[Excerpts from location labeling data]
* Begin *
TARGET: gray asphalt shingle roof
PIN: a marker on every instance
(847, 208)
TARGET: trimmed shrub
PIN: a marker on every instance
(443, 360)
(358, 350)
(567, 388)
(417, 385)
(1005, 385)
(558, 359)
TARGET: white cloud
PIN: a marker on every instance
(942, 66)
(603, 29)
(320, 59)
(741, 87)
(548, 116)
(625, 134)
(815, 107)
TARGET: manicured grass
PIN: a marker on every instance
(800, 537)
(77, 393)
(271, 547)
* End *
## EXERCISE DESCRIPTION:
Please write out all of the material above, line for line, with no changes.

## ANSWER TO THE PROBLEM:
TARGET: gray asphalt shingle roof
PIN: a marker on every instance
(847, 208)
TARGET: trimmed shrub
PIN: a marker on every instance
(443, 360)
(358, 350)
(567, 388)
(417, 385)
(1005, 385)
(558, 359)
TARGET: white cloud
PIN: a marker on every instance
(942, 66)
(603, 29)
(320, 59)
(741, 87)
(548, 116)
(625, 134)
(815, 107)
TARGET: manicured grass
PIN: a marker on every instance
(800, 537)
(77, 393)
(271, 547)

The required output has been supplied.